International Research Journal of Public and Environmental Health
Vol.6 (8),pp. 191-201, December 2019
Available online at https://www.journalissues.org/IRJPEH/
Author(s) retain the copyright of this article. Author(s) agree that this article remain permanently open access under the terms of the Creative Commons Attribution License 4.0 International License.
Original Research Article
Respiratory intervention in children 7-14 years old with autism spectrum disorder, attention-deficit/hyperactivity disorder and down syndrome in special schools in Central Macedonia- Hellas
Panagiotis Georgiadis1, Alexandra Hristara-Papadopoulou*2, Paris Iakovidis3,Manolis Trevlakis4, Anna Xalkia4 and Pelagia Tsakona1
1Pediatric Physiotherapist, Postgraduate Program, Pediatric Physiotherapy, Educator in Special Education, Greece.
2Pediatric Physiotherapy, Head of the Postgraduate Programme, International Hellenic University, Greece.
3Professor of implementations of Physiotherapy International Hellenic University, Greece
4Academic scholar of Physiotherapy International Hellenic University, Greece.
*Corresponding Author Email: alekpap(at)phys.teithe.gr;hristara2(at)hotmail.com
Respiratory disorders are more likely in children with Autism Spectrum Disorder (ASD), Attention-deficit/hyperactivity disorder (ADHD) and Down syndrome compared to the general population. Children with specific disorders or syndrome often experience bronchitis, bronchial asthma, bronchiectasis, and comorbidity, such as cystic fibrosis. The purpose of this research was to evaluate respiratory physiotherapy techniques for children aged 7-14 years with autism, Down Syndrome, ADHD, and ASDA. Five months of interventions took place in 90 children with ASD, Down Syndrome, ADHD and ADHD/ASD in order to show the beneficial contribution of respiratory physiotherapy. The 90 children were placed in an intervention group (n = 54) and a control group (v = 34). The mean age of the sample was 10.8 years (s.d= 2.3). The intervention program took place three days a week for 5 months. Every month, (1) Somatometric Stability Testing, (2) Oximetry Testing and (3) Spirometer Testing were recorded. The results showed that both spirometry and oximetry produced significant improvement of the children in the intervention group compared to the control group. A detailed analysis of oximetry measurements showed that the intervention brought a significant improvement in saturation and pulses in the group of children with ASD (p <0.05), ADHD (p <0.05), ASD / ADHD (p <0.05) and Down syndrome (p <0.05). Similarly, the intervention was observed to significantly improve FVC, FVC / pred, FEV1, PEF, PEF / Pred and FEF2575 in the group of children with ASD (p <0.05), ADHD (p <0.05), ASD / ADHD (p <0.05) and Down syndrome (p <0.05). The evidence that emerges from the findings of this research is a strong incentive to continue the effort of investigating the usefulness of respiratory physiotherapy in children suffering from Down Syndrome, ADHD, ASDA.
Key words: Breathing, physiotherapy, autism spectrum disorder, attention-deficit/hyperactivity disorder, down syndrome.

SET OF TASKS —
1. According to the respiratory physiotherapy abstract, how often did the intervention program take place?
2. Duplicate the part of the respiratory physiotherapy abstract starting with "International Research Journal" and going on through "Special Education, Greece.".
3. For each statement, say whether it agrees with the respiratory physiotherapy abstract, and quote the words that decide it: (a) The mean age of the sample was 10.8 years. (b) Oximetry testing was recorded every week. (c) Only spirometry produced significant improvement in the intervention group.

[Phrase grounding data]
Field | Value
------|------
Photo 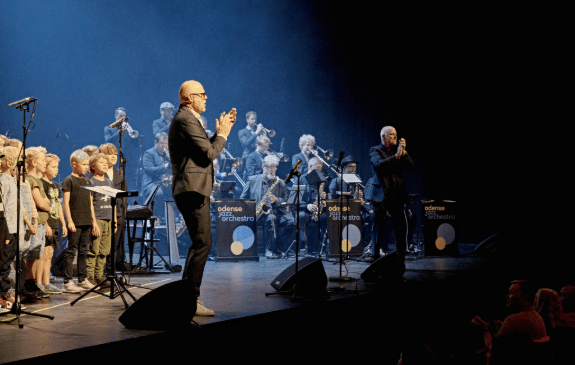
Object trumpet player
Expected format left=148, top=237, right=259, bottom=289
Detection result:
left=240, top=156, right=295, bottom=259
left=142, top=132, right=172, bottom=230
left=152, top=101, right=176, bottom=136
left=104, top=107, right=143, bottom=186
left=238, top=111, right=265, bottom=158
left=244, top=134, right=271, bottom=180
left=298, top=157, right=330, bottom=256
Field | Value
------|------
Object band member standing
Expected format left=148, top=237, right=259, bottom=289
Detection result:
left=299, top=157, right=329, bottom=256
left=240, top=156, right=295, bottom=259
left=152, top=101, right=176, bottom=136
left=238, top=111, right=265, bottom=158
left=365, top=126, right=413, bottom=272
left=246, top=134, right=271, bottom=178
left=168, top=80, right=236, bottom=315
left=329, top=155, right=375, bottom=252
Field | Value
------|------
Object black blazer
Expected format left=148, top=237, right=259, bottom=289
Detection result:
left=365, top=144, right=413, bottom=204
left=168, top=105, right=226, bottom=197
left=238, top=127, right=258, bottom=157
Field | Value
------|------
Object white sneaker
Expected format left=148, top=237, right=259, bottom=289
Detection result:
left=196, top=300, right=216, bottom=316
left=78, top=278, right=95, bottom=290
left=62, top=281, right=82, bottom=294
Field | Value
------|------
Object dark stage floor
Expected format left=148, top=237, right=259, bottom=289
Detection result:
left=0, top=242, right=568, bottom=363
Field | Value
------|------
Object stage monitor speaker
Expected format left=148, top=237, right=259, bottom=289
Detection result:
left=271, top=257, right=327, bottom=291
left=119, top=279, right=197, bottom=331
left=361, top=251, right=403, bottom=283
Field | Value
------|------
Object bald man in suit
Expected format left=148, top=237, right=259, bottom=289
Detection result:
left=168, top=80, right=236, bottom=315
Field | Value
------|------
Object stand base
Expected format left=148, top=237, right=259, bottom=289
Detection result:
left=329, top=276, right=356, bottom=283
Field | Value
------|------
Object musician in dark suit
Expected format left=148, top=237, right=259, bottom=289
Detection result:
left=168, top=80, right=236, bottom=315
left=246, top=134, right=271, bottom=178
left=365, top=126, right=413, bottom=271
left=240, top=156, right=295, bottom=259
left=238, top=111, right=265, bottom=158
left=299, top=157, right=330, bottom=256
left=152, top=101, right=175, bottom=136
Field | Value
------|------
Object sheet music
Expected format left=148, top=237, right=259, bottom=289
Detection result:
left=82, top=185, right=124, bottom=198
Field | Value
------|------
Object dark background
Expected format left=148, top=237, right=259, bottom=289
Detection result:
left=0, top=0, right=569, bottom=244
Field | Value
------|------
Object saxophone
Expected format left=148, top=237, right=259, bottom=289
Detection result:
left=311, top=183, right=326, bottom=222
left=256, top=176, right=280, bottom=221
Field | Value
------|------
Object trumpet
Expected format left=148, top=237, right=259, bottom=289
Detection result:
left=260, top=124, right=276, bottom=137
left=222, top=148, right=246, bottom=187
left=310, top=146, right=333, bottom=161
left=124, top=122, right=140, bottom=138
left=267, top=150, right=289, bottom=162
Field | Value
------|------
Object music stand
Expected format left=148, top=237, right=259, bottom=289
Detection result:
left=305, top=170, right=327, bottom=258
left=70, top=185, right=138, bottom=309
left=282, top=184, right=305, bottom=259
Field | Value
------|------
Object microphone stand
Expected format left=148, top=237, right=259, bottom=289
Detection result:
left=329, top=156, right=354, bottom=282
left=0, top=99, right=54, bottom=328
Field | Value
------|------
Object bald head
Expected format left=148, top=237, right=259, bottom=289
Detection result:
left=180, top=80, right=207, bottom=113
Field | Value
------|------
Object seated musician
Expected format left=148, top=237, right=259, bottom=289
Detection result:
left=329, top=155, right=375, bottom=253
left=238, top=111, right=265, bottom=158
left=142, top=132, right=172, bottom=223
left=240, top=156, right=295, bottom=259
left=299, top=157, right=329, bottom=256
left=246, top=134, right=271, bottom=178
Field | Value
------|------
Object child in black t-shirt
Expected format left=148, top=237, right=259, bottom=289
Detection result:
left=62, top=150, right=100, bottom=293
left=86, top=152, right=115, bottom=285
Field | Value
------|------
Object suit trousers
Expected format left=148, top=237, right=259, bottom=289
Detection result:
left=174, top=191, right=212, bottom=298
left=373, top=199, right=407, bottom=273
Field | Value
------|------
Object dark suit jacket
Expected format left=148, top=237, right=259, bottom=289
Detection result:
left=168, top=105, right=226, bottom=197
left=246, top=151, right=264, bottom=177
left=152, top=118, right=170, bottom=138
left=142, top=147, right=172, bottom=196
left=240, top=174, right=289, bottom=214
left=238, top=127, right=258, bottom=157
left=365, top=144, right=413, bottom=204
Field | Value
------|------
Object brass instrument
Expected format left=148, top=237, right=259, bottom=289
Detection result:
left=259, top=124, right=276, bottom=138
left=256, top=176, right=281, bottom=221
left=222, top=148, right=246, bottom=188
left=267, top=150, right=289, bottom=162
left=311, top=183, right=326, bottom=222
left=310, top=146, right=333, bottom=161
left=124, top=122, right=140, bottom=138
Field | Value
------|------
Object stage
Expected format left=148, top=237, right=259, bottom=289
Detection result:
left=0, top=247, right=540, bottom=363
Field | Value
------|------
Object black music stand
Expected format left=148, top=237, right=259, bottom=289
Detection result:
left=305, top=170, right=327, bottom=259
left=70, top=185, right=138, bottom=309
left=0, top=98, right=54, bottom=328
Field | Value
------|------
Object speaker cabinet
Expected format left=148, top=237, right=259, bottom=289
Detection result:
left=119, top=279, right=197, bottom=331
left=423, top=200, right=459, bottom=256
left=271, top=257, right=327, bottom=291
left=361, top=251, right=403, bottom=283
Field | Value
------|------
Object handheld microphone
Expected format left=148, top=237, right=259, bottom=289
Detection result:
left=108, top=117, right=130, bottom=128
left=8, top=97, right=38, bottom=108
left=284, top=160, right=302, bottom=184
left=336, top=150, right=345, bottom=170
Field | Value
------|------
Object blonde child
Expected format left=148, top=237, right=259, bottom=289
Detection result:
left=62, top=150, right=100, bottom=293
left=86, top=152, right=115, bottom=285
left=40, top=153, right=68, bottom=294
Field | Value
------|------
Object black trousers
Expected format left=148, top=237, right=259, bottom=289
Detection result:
left=373, top=199, right=407, bottom=273
left=174, top=191, right=212, bottom=298
left=64, top=225, right=92, bottom=283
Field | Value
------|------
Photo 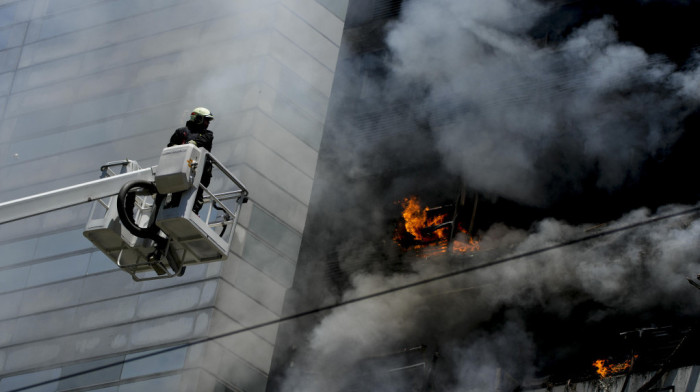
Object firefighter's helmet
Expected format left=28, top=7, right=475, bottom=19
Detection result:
left=190, top=107, right=214, bottom=124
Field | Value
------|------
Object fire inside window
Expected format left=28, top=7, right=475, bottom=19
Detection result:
left=393, top=195, right=480, bottom=256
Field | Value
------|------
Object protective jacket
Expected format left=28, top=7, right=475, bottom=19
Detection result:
left=168, top=121, right=214, bottom=152
left=168, top=121, right=214, bottom=214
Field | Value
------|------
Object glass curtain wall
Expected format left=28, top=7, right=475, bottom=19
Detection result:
left=0, top=0, right=347, bottom=391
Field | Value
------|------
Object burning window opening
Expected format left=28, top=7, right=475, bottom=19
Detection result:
left=393, top=195, right=480, bottom=257
left=592, top=355, right=637, bottom=378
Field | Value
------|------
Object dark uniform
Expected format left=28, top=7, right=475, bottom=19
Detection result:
left=168, top=121, right=214, bottom=214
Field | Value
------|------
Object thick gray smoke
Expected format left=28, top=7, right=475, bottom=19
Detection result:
left=387, top=0, right=700, bottom=206
left=282, top=206, right=700, bottom=392
left=281, top=0, right=700, bottom=391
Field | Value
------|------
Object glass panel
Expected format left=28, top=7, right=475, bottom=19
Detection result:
left=27, top=253, right=90, bottom=286
left=243, top=235, right=294, bottom=287
left=0, top=369, right=61, bottom=392
left=0, top=267, right=31, bottom=293
left=122, top=347, right=187, bottom=378
left=248, top=205, right=301, bottom=260
left=271, top=96, right=323, bottom=151
left=119, top=374, right=180, bottom=392
left=316, top=0, right=348, bottom=21
left=58, top=356, right=124, bottom=391
left=0, top=234, right=37, bottom=267
left=35, top=228, right=92, bottom=258
left=87, top=251, right=119, bottom=275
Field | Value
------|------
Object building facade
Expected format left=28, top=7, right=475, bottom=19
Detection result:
left=0, top=0, right=347, bottom=391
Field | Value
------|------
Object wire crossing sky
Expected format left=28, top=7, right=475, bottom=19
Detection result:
left=11, top=206, right=700, bottom=392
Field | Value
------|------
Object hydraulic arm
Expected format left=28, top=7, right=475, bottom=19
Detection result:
left=0, top=144, right=248, bottom=280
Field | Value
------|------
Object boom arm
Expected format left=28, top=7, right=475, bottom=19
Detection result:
left=0, top=163, right=155, bottom=224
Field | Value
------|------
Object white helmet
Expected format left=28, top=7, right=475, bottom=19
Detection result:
left=190, top=107, right=214, bottom=124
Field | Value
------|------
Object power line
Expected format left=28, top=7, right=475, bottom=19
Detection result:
left=10, top=206, right=700, bottom=392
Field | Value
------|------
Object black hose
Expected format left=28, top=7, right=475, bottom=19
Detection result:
left=117, top=180, right=163, bottom=242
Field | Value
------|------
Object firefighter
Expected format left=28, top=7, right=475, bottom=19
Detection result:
left=168, top=107, right=214, bottom=214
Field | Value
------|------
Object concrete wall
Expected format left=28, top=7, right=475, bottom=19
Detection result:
left=0, top=0, right=347, bottom=391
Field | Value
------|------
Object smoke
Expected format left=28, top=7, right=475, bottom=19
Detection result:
left=280, top=0, right=700, bottom=391
left=387, top=0, right=699, bottom=206
left=280, top=206, right=700, bottom=391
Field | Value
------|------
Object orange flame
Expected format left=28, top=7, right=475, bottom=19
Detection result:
left=593, top=355, right=637, bottom=378
left=394, top=196, right=479, bottom=254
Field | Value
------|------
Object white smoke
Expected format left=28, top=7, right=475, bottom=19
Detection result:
left=387, top=0, right=700, bottom=206
left=280, top=0, right=700, bottom=392
left=281, top=206, right=700, bottom=392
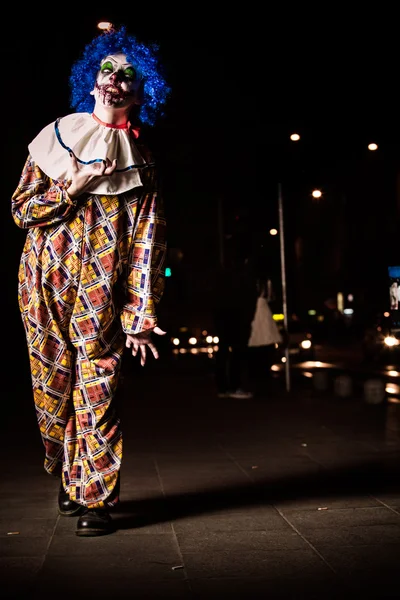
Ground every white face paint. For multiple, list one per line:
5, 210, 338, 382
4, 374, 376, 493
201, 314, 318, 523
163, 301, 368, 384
92, 54, 143, 108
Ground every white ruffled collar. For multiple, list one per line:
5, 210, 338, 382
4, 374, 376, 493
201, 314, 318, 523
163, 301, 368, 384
28, 113, 148, 194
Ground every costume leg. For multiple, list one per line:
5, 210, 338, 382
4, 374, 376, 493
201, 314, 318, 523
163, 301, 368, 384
63, 329, 124, 508
20, 274, 72, 476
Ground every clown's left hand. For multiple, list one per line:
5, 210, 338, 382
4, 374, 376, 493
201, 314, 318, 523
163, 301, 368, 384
67, 152, 117, 198
125, 327, 167, 367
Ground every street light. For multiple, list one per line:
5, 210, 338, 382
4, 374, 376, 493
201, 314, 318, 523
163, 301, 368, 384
311, 190, 322, 198
97, 21, 113, 31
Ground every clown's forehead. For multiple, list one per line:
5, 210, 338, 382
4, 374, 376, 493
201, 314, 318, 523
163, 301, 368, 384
100, 54, 132, 68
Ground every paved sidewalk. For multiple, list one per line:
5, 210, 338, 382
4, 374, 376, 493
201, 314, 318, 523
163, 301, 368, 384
0, 362, 400, 600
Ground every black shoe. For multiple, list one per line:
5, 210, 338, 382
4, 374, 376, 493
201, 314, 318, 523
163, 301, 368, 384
58, 483, 85, 517
75, 508, 114, 536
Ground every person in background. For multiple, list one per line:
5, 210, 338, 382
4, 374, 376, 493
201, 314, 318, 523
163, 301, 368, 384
12, 26, 170, 536
214, 249, 257, 399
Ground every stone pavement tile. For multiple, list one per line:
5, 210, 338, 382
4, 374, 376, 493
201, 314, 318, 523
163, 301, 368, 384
0, 516, 57, 544
296, 523, 400, 555
43, 534, 181, 579
0, 535, 50, 557
54, 511, 173, 537
189, 573, 347, 600
173, 508, 289, 535
274, 490, 382, 511
324, 541, 400, 599
0, 556, 44, 600
371, 490, 400, 510
31, 576, 193, 600
177, 529, 307, 557
183, 547, 332, 580
0, 497, 58, 520
281, 507, 400, 533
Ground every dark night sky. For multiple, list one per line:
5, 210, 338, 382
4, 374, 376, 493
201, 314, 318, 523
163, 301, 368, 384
2, 9, 400, 326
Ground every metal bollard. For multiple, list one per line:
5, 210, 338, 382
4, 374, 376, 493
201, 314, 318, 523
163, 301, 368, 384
334, 375, 353, 398
364, 379, 385, 404
313, 370, 329, 392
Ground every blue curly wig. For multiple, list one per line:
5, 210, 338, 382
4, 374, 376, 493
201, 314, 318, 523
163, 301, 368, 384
69, 26, 171, 125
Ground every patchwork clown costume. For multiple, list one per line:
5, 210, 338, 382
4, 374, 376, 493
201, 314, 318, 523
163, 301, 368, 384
12, 113, 166, 509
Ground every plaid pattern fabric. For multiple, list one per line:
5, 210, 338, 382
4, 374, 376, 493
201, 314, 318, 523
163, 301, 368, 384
12, 151, 166, 508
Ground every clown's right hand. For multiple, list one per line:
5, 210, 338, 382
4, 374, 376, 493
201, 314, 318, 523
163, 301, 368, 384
67, 152, 117, 198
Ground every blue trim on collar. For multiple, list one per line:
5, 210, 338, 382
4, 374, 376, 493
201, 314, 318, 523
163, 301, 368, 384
54, 118, 155, 173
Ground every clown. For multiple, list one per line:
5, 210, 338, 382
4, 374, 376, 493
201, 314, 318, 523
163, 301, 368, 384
12, 27, 170, 536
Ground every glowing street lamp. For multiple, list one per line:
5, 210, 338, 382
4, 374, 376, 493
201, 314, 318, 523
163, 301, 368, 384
97, 21, 113, 31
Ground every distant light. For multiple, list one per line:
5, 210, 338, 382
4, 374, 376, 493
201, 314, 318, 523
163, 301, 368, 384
272, 313, 285, 321
336, 292, 344, 312
311, 190, 322, 198
97, 21, 113, 31
384, 335, 400, 348
385, 383, 400, 396
300, 340, 312, 350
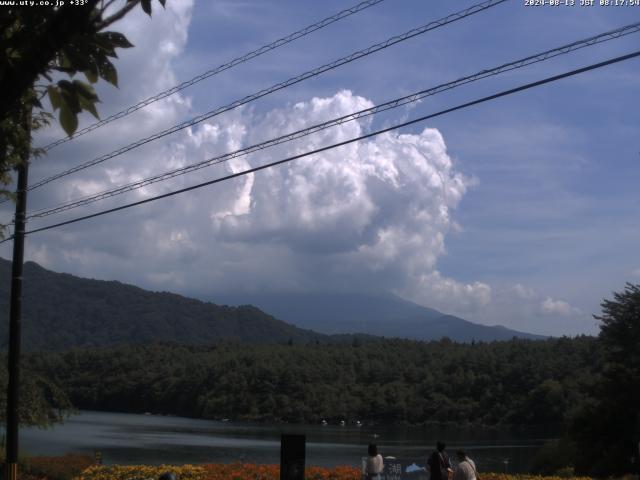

RESULTS OF THE TASKS —
1. Three days a week for 5 months.

2.
International Research Journal of Public and Environmental Health
Vol.6 (8),pp. 191-201, December 2019
Available online at https://www.journalissues.org/IRJPEH/
Author(s) retain the copyright of this article. Author(s) agree that this article remain permanently open access under the terms of the Creative Commons Attribution License 4.0 International License.
Original Research Article
Respiratory intervention in children 7-14 years old with autism spectrum disorder, attention-deficit/hyperactivity disorder and down syndrome in special schools in Central Macedonia- Hellas
Panagiotis Georgiadis1, Alexandra Hristara-Papadopoulou*2, Paris Iakovidis3,Manolis Trevlakis4, Anna Xalkia4 and Pelagia Tsakona1
1Pediatric Physiotherapist, Postgraduate Program, Pediatric Physiotherapy, Educator in Special Education, Greece.

3.
(a) Yes: "The mean age of the sample was 10.8 years (s.d= 2.3)."
(b) No: "Every month, (1) Somatometric Stability Testing, (2) Oximetry Testing and (3) Spirometer Testing were recorded."
(c) No: "both spirometry and oximetry produced significant improvement of the children in the intervention group compared to the control group."